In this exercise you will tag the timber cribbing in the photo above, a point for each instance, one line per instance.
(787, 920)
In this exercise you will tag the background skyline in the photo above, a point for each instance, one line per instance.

--------------------------------------------------

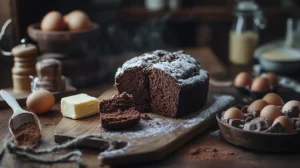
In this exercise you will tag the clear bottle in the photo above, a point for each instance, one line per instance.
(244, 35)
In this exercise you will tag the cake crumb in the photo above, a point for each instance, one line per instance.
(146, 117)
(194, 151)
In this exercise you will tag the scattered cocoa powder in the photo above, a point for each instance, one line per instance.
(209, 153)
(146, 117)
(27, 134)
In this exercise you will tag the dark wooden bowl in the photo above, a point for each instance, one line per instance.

--------------------------------------------------

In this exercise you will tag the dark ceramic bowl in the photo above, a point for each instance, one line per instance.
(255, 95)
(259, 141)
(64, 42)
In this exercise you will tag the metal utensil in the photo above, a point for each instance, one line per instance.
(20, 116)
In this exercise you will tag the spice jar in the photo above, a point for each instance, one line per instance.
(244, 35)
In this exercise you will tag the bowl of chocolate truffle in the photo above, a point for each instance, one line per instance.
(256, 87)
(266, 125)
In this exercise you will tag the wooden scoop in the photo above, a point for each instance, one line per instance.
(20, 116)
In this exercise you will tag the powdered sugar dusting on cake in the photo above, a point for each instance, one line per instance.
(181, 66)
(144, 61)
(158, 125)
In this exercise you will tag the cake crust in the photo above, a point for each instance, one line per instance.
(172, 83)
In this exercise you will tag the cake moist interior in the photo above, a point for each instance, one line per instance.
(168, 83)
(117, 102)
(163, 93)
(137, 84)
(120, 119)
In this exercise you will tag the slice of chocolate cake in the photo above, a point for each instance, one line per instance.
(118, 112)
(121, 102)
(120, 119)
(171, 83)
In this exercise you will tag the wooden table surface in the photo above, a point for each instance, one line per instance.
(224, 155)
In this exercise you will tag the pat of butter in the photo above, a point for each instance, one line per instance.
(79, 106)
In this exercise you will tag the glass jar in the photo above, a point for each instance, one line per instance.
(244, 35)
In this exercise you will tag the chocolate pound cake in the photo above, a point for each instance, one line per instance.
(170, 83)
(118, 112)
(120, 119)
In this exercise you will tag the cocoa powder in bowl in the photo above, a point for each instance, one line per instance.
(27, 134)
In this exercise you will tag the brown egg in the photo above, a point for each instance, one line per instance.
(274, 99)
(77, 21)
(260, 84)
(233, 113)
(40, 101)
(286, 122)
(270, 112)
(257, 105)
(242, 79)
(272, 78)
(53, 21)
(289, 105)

--------------------------------------------------

Objective:
Convert the records from the line containing "In this exercise you will tag the cake crumb" up to and including the line containing "In this exercise you will tag the dark wooden" into a Markdown table. Use a column named Row for the running number and a column named Text for the line itself, and leave out any blank lines.

Written solution:
| Row | Text |
|---|---|
| 1 | In this exercise you will tag the cake crumb in the photo above, a point for each instance, one line per instance. |
| 2 | (146, 117) |
| 3 | (194, 151) |
| 4 | In this exercise you will tag the scattered cocoa powder in the photo above, a point for each instance, one line per instance. |
| 5 | (209, 153) |
| 6 | (146, 117) |
| 7 | (27, 134) |
| 8 | In this exercise you will tag the dark wooden bowl in the photo above, a point for each instance, one line per instance. |